## WHAT IS BEING ASKED
Set down all of the entries word for word, omitting the images they contain.

## PROVIDED RECORDS

↓

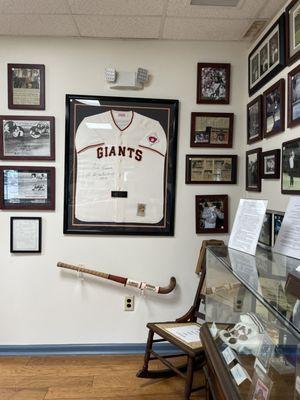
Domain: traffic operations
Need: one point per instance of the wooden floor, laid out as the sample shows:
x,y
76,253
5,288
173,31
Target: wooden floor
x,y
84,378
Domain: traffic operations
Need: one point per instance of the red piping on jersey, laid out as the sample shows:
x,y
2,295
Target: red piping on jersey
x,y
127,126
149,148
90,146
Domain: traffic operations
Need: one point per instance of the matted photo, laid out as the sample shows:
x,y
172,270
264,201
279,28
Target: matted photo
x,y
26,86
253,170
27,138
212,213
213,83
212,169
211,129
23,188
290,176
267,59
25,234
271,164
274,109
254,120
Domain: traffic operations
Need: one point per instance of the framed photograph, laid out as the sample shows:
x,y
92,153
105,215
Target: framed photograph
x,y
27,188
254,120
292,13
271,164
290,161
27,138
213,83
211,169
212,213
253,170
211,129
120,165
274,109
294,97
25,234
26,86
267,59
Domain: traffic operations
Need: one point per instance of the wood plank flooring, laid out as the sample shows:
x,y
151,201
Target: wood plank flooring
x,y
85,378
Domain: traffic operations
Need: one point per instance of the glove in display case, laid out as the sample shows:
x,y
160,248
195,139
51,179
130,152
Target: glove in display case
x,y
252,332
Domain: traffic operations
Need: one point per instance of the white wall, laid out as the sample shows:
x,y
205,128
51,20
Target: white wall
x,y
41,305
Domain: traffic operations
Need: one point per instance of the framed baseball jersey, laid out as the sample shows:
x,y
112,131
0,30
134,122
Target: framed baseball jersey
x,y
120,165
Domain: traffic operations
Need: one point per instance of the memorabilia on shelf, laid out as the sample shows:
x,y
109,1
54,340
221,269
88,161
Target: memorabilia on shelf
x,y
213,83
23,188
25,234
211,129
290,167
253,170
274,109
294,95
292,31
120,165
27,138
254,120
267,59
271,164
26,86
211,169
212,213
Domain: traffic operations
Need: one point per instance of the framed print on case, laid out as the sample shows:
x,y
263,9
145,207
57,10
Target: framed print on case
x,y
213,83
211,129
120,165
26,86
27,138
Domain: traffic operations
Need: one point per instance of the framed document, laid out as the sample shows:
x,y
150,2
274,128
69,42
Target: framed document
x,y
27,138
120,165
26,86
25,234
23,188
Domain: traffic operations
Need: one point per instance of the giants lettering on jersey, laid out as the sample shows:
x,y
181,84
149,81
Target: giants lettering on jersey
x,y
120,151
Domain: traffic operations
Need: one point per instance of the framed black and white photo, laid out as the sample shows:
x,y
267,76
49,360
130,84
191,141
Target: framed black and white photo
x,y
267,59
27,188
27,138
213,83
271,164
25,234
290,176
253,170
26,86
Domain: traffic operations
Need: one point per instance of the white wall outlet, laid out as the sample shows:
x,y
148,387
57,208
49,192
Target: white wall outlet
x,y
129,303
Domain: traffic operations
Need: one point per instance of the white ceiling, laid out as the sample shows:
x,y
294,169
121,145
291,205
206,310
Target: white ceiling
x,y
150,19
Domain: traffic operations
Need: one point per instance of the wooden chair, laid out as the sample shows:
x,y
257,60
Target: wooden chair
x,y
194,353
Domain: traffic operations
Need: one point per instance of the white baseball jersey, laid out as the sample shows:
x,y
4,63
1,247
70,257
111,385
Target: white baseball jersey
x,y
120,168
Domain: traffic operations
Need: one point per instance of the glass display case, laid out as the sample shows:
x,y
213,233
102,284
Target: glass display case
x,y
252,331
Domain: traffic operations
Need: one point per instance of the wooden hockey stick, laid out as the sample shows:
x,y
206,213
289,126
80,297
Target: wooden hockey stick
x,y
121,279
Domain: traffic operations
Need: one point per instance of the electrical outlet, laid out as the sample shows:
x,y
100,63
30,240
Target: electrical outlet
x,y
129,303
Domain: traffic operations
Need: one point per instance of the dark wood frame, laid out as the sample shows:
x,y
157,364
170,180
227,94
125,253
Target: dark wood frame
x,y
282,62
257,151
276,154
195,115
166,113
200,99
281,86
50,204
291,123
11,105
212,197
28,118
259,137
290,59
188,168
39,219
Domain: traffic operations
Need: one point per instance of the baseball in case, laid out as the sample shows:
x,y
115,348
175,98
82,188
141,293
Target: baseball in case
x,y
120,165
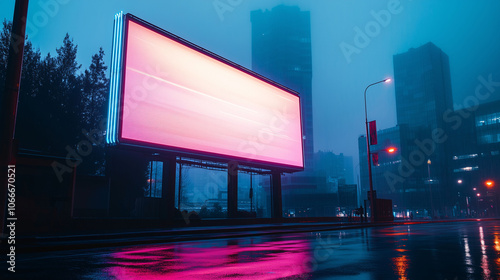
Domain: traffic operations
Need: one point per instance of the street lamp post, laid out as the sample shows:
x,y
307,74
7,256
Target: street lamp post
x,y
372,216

↑

## ANSWER TO THIS PROBLEM
Domain: traffic operations
Need: one point per instance of the wooden floor, laid out as the sample shows:
x,y
76,253
5,288
173,31
Target: wooden floor
x,y
84,378
Domain: traffic operations
Need: one point per instance of the red piping on jersey, laid out as the sample shows:
x,y
2,295
Target: red piping on jersey
x,y
127,126
149,148
90,146
Domain: traffic operations
Need: one point per instance of the matted photo, laid out as the sample shows:
x,y
172,270
264,201
279,28
Target: matted photo
x,y
26,86
253,170
27,138
212,213
213,83
212,169
211,129
23,188
290,176
267,59
25,234
271,164
274,109
254,120
Domain: traffic operations
Need: one point per instance of the framed photograph, laid out as the sample shows:
x,y
92,153
105,215
Target: framed photograph
x,y
27,188
254,120
292,13
271,164
290,161
27,138
213,83
211,169
212,213
253,170
211,129
120,165
274,109
294,97
25,234
26,86
267,59
Domain: traffic operations
Need: one point per instance of the wood plank flooring, laid out as the sample shows:
x,y
151,201
Target: wood plank flooring
x,y
85,378
Domain: traffic operations
Need: one point per instance of the glove in display case, laid out as the sample shows:
x,y
160,248
195,139
51,179
130,152
Target: glove in display case
x,y
252,332
Domain: traffic operations
Need: one point per instance of the white wall, laid out as the sample shows:
x,y
205,128
51,20
Target: white wall
x,y
41,305
Domain: traffic operations
Need: one point per instance of the framed baseball jersey, laid out as the sample shows:
x,y
112,131
0,30
134,122
Target: framed baseball jersey
x,y
120,165
Domain: traffic operations
Need: one point per instance of the memorabilia on shelf, laid out as the sample shows:
x,y
109,1
54,340
221,269
88,161
Target: memorabilia on shelf
x,y
213,83
23,188
25,234
211,129
290,167
253,170
274,109
294,95
292,31
120,165
27,138
254,120
267,59
271,164
26,86
211,169
212,213
Domain: traffic operations
Need: one point per instance of the framed print on case, laid out as the sample shows:
x,y
263,9
145,207
57,10
Target: framed print on case
x,y
213,83
211,129
120,165
26,86
27,138
Domain: traffic operations
Need: one point per instance of the framed document, laid out as the sample shows:
x,y
150,2
274,128
69,42
Target: framed document
x,y
27,138
120,165
26,86
25,234
23,188
Domain: traffic operations
Need: one point per instance of the giants lettering on jersey, laid out as the sample shows:
x,y
181,84
149,81
Target: giants lettering on jersey
x,y
120,151
Domain: traffic operations
Need: one point per instance of the framed black and white photo, laid out as the sample shows:
x,y
267,76
49,360
130,84
191,141
Target: framed black and white photo
x,y
267,59
27,188
27,138
213,83
271,164
25,234
290,176
253,170
26,86
Domain: traffic operations
Need: one point per instance of the white wall outlet, laid out as the sample shows:
x,y
148,387
57,208
49,192
Target: white wall outlet
x,y
129,303
Domain: traffic operations
Need: one point per instance of the white ceiling, laid out as the sample shows:
x,y
294,169
121,145
291,205
206,310
Target: white ceiling
x,y
150,19
Domain: traffic operations
Need: one point per instance of the wooden chair, laid out as the sample shows:
x,y
257,60
Target: wooden chair
x,y
194,353
Domain: traffic operations
Need: one point per instance of the white baseball jersey, laid out as the sample shows:
x,y
4,63
1,247
70,257
111,385
Target: white baseball jersey
x,y
120,168
Domain: traffic operations
Need: one point per instance of the glass display case, laid out as the sample shows:
x,y
213,233
102,284
Target: glass display case
x,y
252,331
Domain: traffic operations
Need: one point per instance of the wooden hockey stick, laid out as the sample shows:
x,y
206,213
289,126
80,297
Target: wooden hockey stick
x,y
121,279
Domain: traffic operations
Need: one point per instance of the electrical outlet, laid out as the sample shows:
x,y
100,63
30,240
Target: electrical outlet
x,y
129,303
Domain: traffic operations
Need: one point per instance of the dark wood frame, laid out as the sample shows:
x,y
157,364
170,180
227,94
125,253
Target: dark wood frame
x,y
282,62
257,151
276,154
195,115
166,113
200,99
281,86
50,204
291,123
11,105
212,197
28,118
259,137
290,59
188,168
39,219
Domain: traffic operations
Need: one point per instance of the baseball in case, laid out as the sample shows:
x,y
115,348
175,98
82,188
141,293
Target: baseball in case
x,y
120,165
Domain: traffic operations
Need: one point per instance of the street lamp post, laid out as the sample shows:
x,y
307,74
7,256
Target: street lamp post
x,y
372,216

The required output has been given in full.